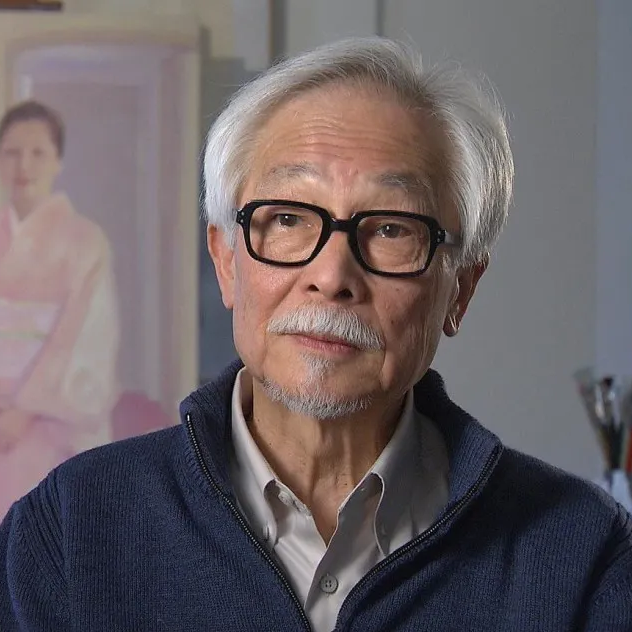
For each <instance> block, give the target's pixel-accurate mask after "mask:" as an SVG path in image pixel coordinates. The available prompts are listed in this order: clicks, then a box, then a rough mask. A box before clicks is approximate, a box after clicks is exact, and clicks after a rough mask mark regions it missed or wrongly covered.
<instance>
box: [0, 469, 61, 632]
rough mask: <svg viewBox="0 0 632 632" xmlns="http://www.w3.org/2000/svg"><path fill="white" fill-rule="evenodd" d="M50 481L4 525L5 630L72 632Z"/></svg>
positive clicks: (43, 484)
mask: <svg viewBox="0 0 632 632" xmlns="http://www.w3.org/2000/svg"><path fill="white" fill-rule="evenodd" d="M52 496H53V494H52V493H51V480H50V477H49V479H47V480H46V481H45V482H44V483H42V484H41V485H40V487H38V488H37V489H35V490H34V491H33V492H31V494H29V495H28V496H26V497H25V498H23V499H22V500H20V501H19V502H18V503H16V504H15V505H14V506H13V507H12V508H11V510H10V511H9V513H8V514H7V516H6V517H5V519H4V520H3V522H2V524H1V525H0V563H1V564H2V567H3V569H2V572H0V630H2V632H18V631H19V632H49V631H53V630H54V631H55V632H64V631H65V630H69V629H70V621H69V615H68V602H67V597H66V595H67V592H66V589H65V585H66V583H65V578H64V575H63V563H62V555H61V550H62V549H61V543H60V529H59V512H58V509H56V508H55V506H54V503H52V502H51V500H52Z"/></svg>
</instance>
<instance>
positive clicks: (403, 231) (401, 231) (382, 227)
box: [375, 224, 409, 239]
mask: <svg viewBox="0 0 632 632" xmlns="http://www.w3.org/2000/svg"><path fill="white" fill-rule="evenodd" d="M375 234H376V235H377V236H378V237H384V238H386V239H395V238H397V237H406V236H407V235H408V234H409V232H408V231H407V230H406V228H405V227H404V226H401V225H400V224H382V226H379V227H378V228H377V230H376V231H375Z"/></svg>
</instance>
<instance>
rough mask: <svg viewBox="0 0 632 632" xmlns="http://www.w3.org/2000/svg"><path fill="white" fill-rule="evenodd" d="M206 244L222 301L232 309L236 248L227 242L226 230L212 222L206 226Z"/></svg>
mask: <svg viewBox="0 0 632 632" xmlns="http://www.w3.org/2000/svg"><path fill="white" fill-rule="evenodd" d="M206 245H207V247H208V252H209V254H210V255H211V259H212V260H213V265H214V266H215V275H216V276H217V282H218V283H219V289H220V291H221V293H222V302H223V303H224V305H225V307H226V308H227V309H232V308H233V305H234V300H235V257H234V250H233V249H232V248H231V247H230V246H229V245H228V244H227V243H226V235H225V234H224V232H223V231H221V230H220V229H219V228H217V226H213V225H211V224H209V225H208V226H207V228H206Z"/></svg>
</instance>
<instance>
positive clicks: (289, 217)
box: [236, 200, 460, 277]
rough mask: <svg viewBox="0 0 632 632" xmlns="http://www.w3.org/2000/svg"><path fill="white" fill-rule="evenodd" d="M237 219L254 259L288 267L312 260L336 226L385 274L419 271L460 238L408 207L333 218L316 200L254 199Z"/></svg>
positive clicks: (360, 251) (426, 215)
mask: <svg viewBox="0 0 632 632" xmlns="http://www.w3.org/2000/svg"><path fill="white" fill-rule="evenodd" d="M236 221H237V223H238V224H240V225H241V227H242V228H243V231H244V239H245V241H246V249H247V250H248V253H249V254H250V256H251V257H252V258H253V259H256V260H257V261H261V262H262V263H269V264H271V265H275V266H283V267H290V266H303V265H306V264H308V263H309V262H310V261H313V260H314V259H315V257H316V256H317V255H318V253H319V252H320V251H321V250H322V249H323V247H324V245H325V244H326V243H327V240H328V239H329V237H330V236H331V233H332V232H333V231H335V230H340V231H343V232H345V233H347V237H348V240H349V247H350V248H351V252H353V255H354V257H355V258H356V260H357V262H358V263H359V264H360V265H361V266H362V267H363V268H364V269H365V270H367V271H368V272H372V273H373V274H379V275H381V276H390V277H413V276H419V275H420V274H423V273H424V272H425V271H426V270H427V269H428V266H429V265H430V262H431V261H432V258H433V257H434V254H435V252H436V250H437V247H438V246H440V245H441V244H447V245H454V246H458V245H459V244H460V240H459V238H458V237H456V236H455V235H451V234H450V233H448V232H447V231H446V230H444V229H443V228H441V226H440V225H439V222H437V220H436V219H434V218H433V217H428V216H427V215H420V214H418V213H408V212H406V211H360V212H358V213H354V214H353V215H352V216H351V217H350V218H349V219H334V218H333V217H332V216H331V215H330V214H329V212H328V211H326V210H325V209H324V208H321V207H320V206H315V205H314V204H306V203H303V202H293V201H290V200H252V201H251V202H248V203H247V204H245V205H244V206H243V207H242V208H241V209H240V210H238V211H237V218H236Z"/></svg>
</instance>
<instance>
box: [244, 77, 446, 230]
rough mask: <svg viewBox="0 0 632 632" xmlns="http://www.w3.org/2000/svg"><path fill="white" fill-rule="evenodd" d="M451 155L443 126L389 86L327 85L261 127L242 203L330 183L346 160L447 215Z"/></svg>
mask: <svg viewBox="0 0 632 632" xmlns="http://www.w3.org/2000/svg"><path fill="white" fill-rule="evenodd" d="M449 153H450V148H449V142H448V138H447V135H446V134H445V132H444V128H443V126H442V125H441V124H440V123H439V122H438V120H437V119H436V117H433V116H432V114H431V113H430V112H429V111H428V109H427V108H425V107H422V106H415V105H413V104H410V103H405V102H403V100H402V99H401V98H399V97H397V96H396V95H394V94H393V93H391V92H388V91H387V90H384V89H379V88H373V87H367V86H364V85H358V84H357V83H356V84H351V85H350V84H333V85H327V86H325V87H319V88H314V89H311V90H307V91H304V92H301V93H300V94H298V95H295V96H294V97H292V98H290V99H286V100H285V101H284V102H283V103H281V104H280V105H278V106H277V107H276V108H274V110H273V111H272V112H271V113H270V114H269V116H268V117H267V118H266V120H265V121H264V122H263V124H262V125H260V127H259V129H258V133H257V135H256V138H255V139H254V142H253V143H252V150H251V154H250V160H249V167H250V169H249V172H248V174H247V177H246V182H245V183H244V186H243V187H242V190H241V192H240V193H241V194H242V195H240V201H241V202H243V201H245V199H244V198H246V197H253V196H258V197H266V196H269V195H270V193H272V192H274V191H275V190H276V189H277V188H278V187H279V185H283V184H284V183H288V182H292V181H299V180H303V181H306V182H309V181H310V180H313V181H318V180H320V181H326V180H327V179H328V178H332V177H333V176H332V172H331V165H332V164H334V163H335V165H336V173H337V174H338V175H340V173H342V174H343V175H344V165H345V160H346V161H347V165H348V168H349V171H350V172H354V173H355V175H356V176H363V177H364V179H365V181H366V183H367V184H370V185H372V184H375V185H377V187H381V188H383V189H385V190H390V191H393V192H395V191H397V192H400V193H402V192H403V193H405V194H409V195H410V196H421V197H423V198H424V200H425V201H426V202H427V203H428V204H430V205H432V207H433V211H434V212H433V214H435V215H438V216H443V215H445V213H446V211H447V210H448V209H449V207H450V206H451V205H450V204H449V202H448V200H447V199H446V192H447V177H448V174H449V167H448V163H449ZM328 157H331V162H328ZM341 165H342V166H341ZM354 170H355V171H354ZM452 228H453V229H454V228H455V227H454V225H453V226H452Z"/></svg>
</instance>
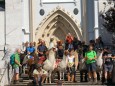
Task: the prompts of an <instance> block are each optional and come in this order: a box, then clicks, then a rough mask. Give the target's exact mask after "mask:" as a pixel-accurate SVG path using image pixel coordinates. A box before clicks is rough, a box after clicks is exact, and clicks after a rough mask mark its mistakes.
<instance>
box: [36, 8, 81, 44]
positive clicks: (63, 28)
mask: <svg viewBox="0 0 115 86" xmlns="http://www.w3.org/2000/svg"><path fill="white" fill-rule="evenodd" d="M68 33H71V34H72V35H73V36H74V37H77V38H78V39H79V40H82V31H81V28H80V27H79V25H78V22H77V20H75V19H74V17H73V16H72V15H70V13H69V12H66V11H65V10H64V9H61V8H60V7H57V8H56V9H54V10H53V11H52V12H50V13H49V14H48V15H47V17H45V18H44V19H43V21H42V22H41V23H40V25H39V26H38V28H37V29H36V34H35V38H36V41H37V40H38V38H42V39H44V40H45V41H46V42H47V43H49V40H50V37H51V36H54V38H55V40H63V41H64V40H65V37H66V35H67V34H68Z"/></svg>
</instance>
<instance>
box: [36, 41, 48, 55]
mask: <svg viewBox="0 0 115 86" xmlns="http://www.w3.org/2000/svg"><path fill="white" fill-rule="evenodd" d="M37 51H38V56H39V57H42V56H45V54H46V51H47V47H46V45H45V41H42V42H41V44H40V45H39V46H38V48H37Z"/></svg>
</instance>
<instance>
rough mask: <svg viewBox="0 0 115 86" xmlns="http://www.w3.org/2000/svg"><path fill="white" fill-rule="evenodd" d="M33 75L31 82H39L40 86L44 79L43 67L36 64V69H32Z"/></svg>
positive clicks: (45, 74) (44, 78) (45, 76)
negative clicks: (32, 79)
mask: <svg viewBox="0 0 115 86" xmlns="http://www.w3.org/2000/svg"><path fill="white" fill-rule="evenodd" d="M33 76H34V79H33V84H34V85H38V84H39V85H40V86H41V85H42V84H43V83H44V81H45V79H46V76H47V72H46V71H45V70H44V69H42V65H41V64H37V65H36V69H34V71H33Z"/></svg>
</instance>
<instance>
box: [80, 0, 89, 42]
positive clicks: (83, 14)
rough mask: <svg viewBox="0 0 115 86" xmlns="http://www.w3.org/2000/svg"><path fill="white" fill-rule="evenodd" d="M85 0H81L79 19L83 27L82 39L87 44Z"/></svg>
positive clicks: (86, 5) (86, 17)
mask: <svg viewBox="0 0 115 86" xmlns="http://www.w3.org/2000/svg"><path fill="white" fill-rule="evenodd" d="M86 2H87V0H81V15H82V17H81V19H82V29H83V40H84V41H85V42H86V44H88V30H87V3H86Z"/></svg>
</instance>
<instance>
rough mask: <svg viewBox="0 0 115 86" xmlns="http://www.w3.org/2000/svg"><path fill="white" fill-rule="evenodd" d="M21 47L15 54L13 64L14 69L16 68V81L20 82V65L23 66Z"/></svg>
mask: <svg viewBox="0 0 115 86" xmlns="http://www.w3.org/2000/svg"><path fill="white" fill-rule="evenodd" d="M20 52H21V50H20V49H17V50H16V53H15V55H14V64H13V69H14V83H19V67H20V66H21V64H20V55H19V54H20Z"/></svg>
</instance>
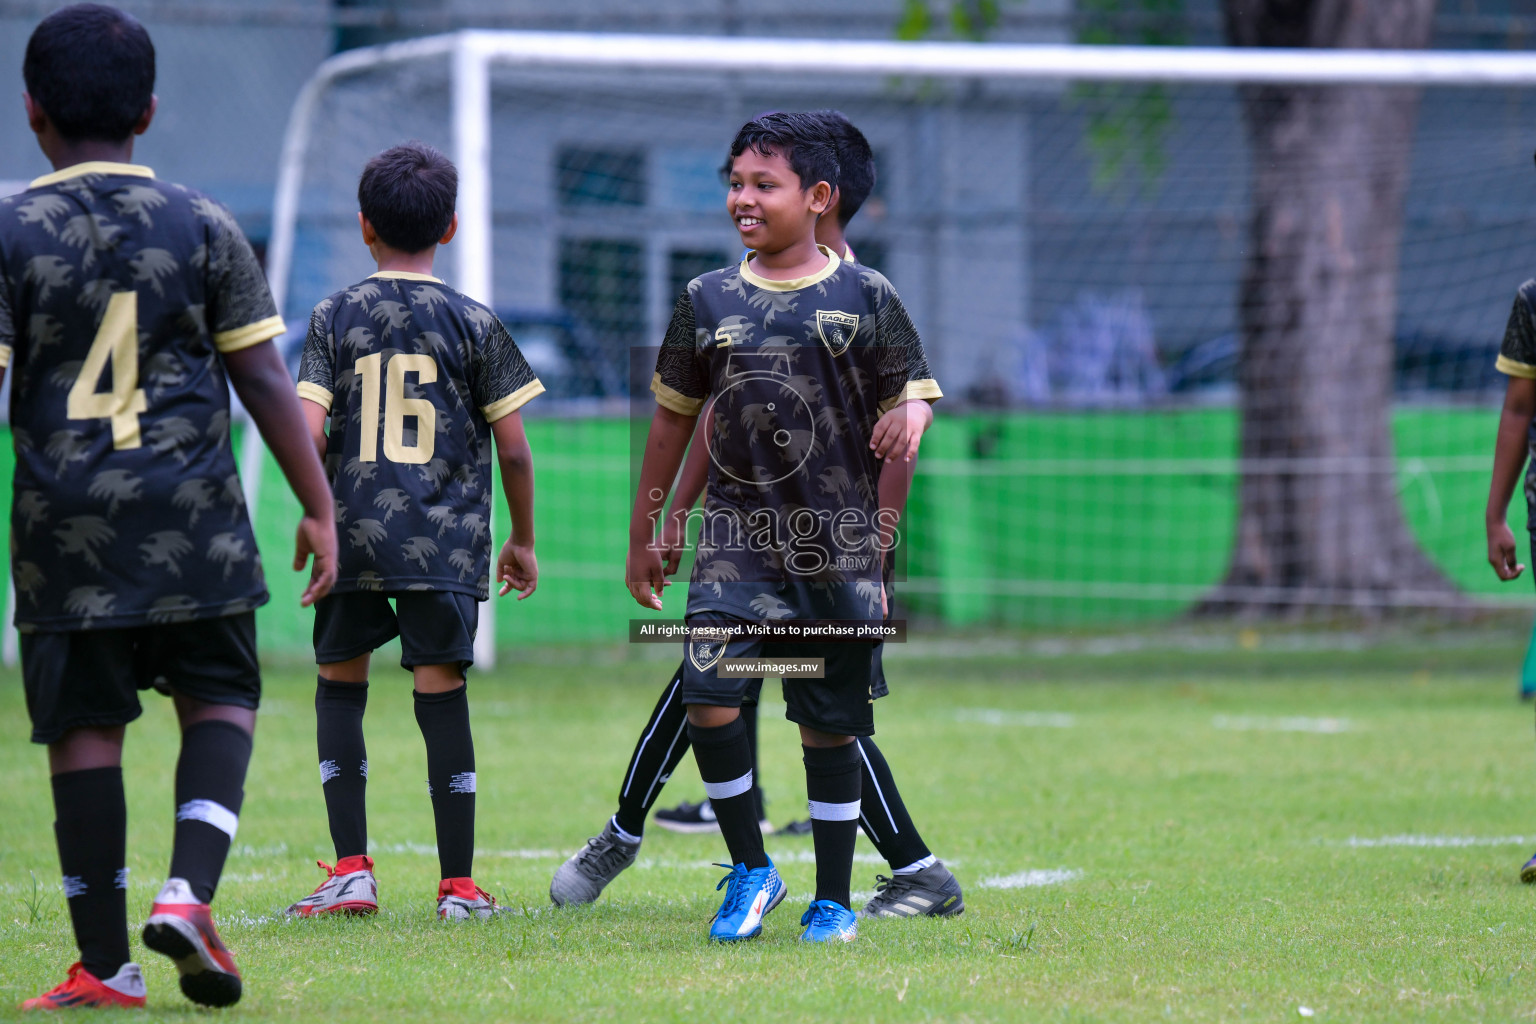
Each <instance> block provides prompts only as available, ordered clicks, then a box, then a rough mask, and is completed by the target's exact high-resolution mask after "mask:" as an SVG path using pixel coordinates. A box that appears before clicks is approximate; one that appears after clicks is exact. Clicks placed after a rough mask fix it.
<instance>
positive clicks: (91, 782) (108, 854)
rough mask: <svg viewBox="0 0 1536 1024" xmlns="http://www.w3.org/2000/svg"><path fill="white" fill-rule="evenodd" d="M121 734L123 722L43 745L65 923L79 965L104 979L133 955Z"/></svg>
mask: <svg viewBox="0 0 1536 1024" xmlns="http://www.w3.org/2000/svg"><path fill="white" fill-rule="evenodd" d="M123 732H124V728H123V726H108V728H83V729H71V731H69V732H66V734H65V735H63V737H61V738H60V740H57V742H54V743H49V745H48V761H49V769H51V772H52V789H54V837H55V840H57V841H58V866H60V869H61V872H63V877H65V901H66V903H68V904H69V923H71V924H72V926H74V930H75V944H77V946H78V947H80V963H81V966H83V967H84V969H86V970H89V972H91V973H92V975H94V976H95V978H97V979H103V981H104V979H108V978H112V976H114V975H117V972H118V970H120V969H121V967H123V964H126V963H129V960H131V955H129V950H127V867H126V863H127V801H126V798H124V795H123V768H121V765H123Z"/></svg>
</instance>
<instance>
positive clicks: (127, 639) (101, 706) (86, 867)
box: [22, 629, 144, 1009]
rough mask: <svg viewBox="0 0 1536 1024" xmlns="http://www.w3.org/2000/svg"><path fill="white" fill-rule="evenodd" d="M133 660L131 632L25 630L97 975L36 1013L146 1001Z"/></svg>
mask: <svg viewBox="0 0 1536 1024" xmlns="http://www.w3.org/2000/svg"><path fill="white" fill-rule="evenodd" d="M131 662H132V634H131V631H127V629H98V631H94V633H29V634H23V636H22V676H23V683H25V691H26V708H28V714H29V717H31V722H32V742H34V743H46V745H48V768H49V775H51V789H52V798H54V838H55V841H57V844H58V864H60V870H61V875H63V883H65V901H66V906H68V907H69V921H71V924H72V927H74V933H75V944H77V946H78V949H80V963H81V966H83V969H84V970H86V972H89V975H91V978H92V979H94V981H92V979H88V978H84V976H77V975H74V973H72V975H71V976H69V979H68V981H66V983H63V984H61V986H58V987H55V989H54V990H51V992H48V993H45V995H41V996H38V998H37V999H29V1001H28V1004H26V1007H28V1009H54V1007H60V1006H75V1004H91V1006H103V1004H115V1006H143V1003H144V999H143V996H144V984H143V976H141V975H140V973H138V967H137V966H135V964H131V963H129V946H127V867H126V863H127V806H126V800H124V795H123V769H121V760H123V734H124V726H126V725H127V723H129V722H132V720H134V718H137V717H138V715H140V714H141V711H143V708H141V706H140V703H138V686H137V680H135V679H134V674H132V669H131ZM101 983H111V984H109V986H103V984H101Z"/></svg>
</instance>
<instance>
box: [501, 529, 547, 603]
mask: <svg viewBox="0 0 1536 1024" xmlns="http://www.w3.org/2000/svg"><path fill="white" fill-rule="evenodd" d="M496 579H498V580H501V588H499V590H498V591H496V596H498V597H505V596H507V594H510V593H511V591H518V600H522V599H525V597H527V596H528V594H531V593H533V591H536V590H539V560H538V559H536V557H533V545H531V543H513V542H511V539H510V537H508V539H507V543H504V545H501V554H499V556H498V557H496Z"/></svg>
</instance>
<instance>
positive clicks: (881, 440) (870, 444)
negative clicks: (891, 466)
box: [869, 399, 934, 462]
mask: <svg viewBox="0 0 1536 1024" xmlns="http://www.w3.org/2000/svg"><path fill="white" fill-rule="evenodd" d="M931 422H934V410H932V408H929V405H928V402H925V401H922V399H912V401H908V402H902V404H900V405H897V407H895V408H892V410H891V411H888V413H886V415H885V416H882V418H880V419H879V421H876V425H874V433H872V434H871V436H869V447H871V448H872V450H874V454H876V457H879V459H885V461H886V462H894V461H895V459H897V457H900V459H902V462H911V461H912V459H914V457H915V456H917V447H919V445H920V444H922V441H923V431H925V430H928V425H929V424H931Z"/></svg>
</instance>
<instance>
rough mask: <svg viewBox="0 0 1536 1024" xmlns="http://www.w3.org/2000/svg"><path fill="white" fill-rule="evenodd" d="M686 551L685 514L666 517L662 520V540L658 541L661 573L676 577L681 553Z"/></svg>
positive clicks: (685, 524)
mask: <svg viewBox="0 0 1536 1024" xmlns="http://www.w3.org/2000/svg"><path fill="white" fill-rule="evenodd" d="M687 550H688V517H687V513H685V514H682V516H667V519H664V520H662V539H660V553H659V554H660V557H662V562H664V563H662V573H665V574H667V576H676V574H677V567H679V565H682V553H684V551H687Z"/></svg>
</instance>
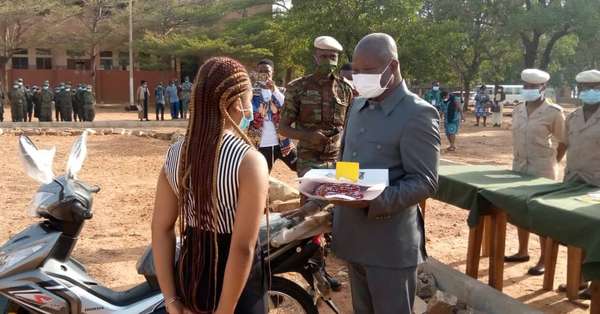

== TASK STATEMENT ==
Could you set down the records word for word, from their start through the line with "481L4 525L5 630L72", leaving out the pictures?

== EXERCISE RESPONSE ==
For each <instance> block, give the target's pixel-accurate mask after "mask:" as an SVG path in image pixel coordinates. The available prompts are listed in this order: clicks, then a box, then a rough mask. A box before clicks is approximate, a box after clicks is exact, and clicks after a rough mask mark regions it missed or wrongly covered.
<instance>
box: [0, 469, 61, 632]
rough mask: <svg viewBox="0 0 632 632" xmlns="http://www.w3.org/2000/svg"><path fill="white" fill-rule="evenodd" d="M50 481L4 525L5 630L72 632Z"/></svg>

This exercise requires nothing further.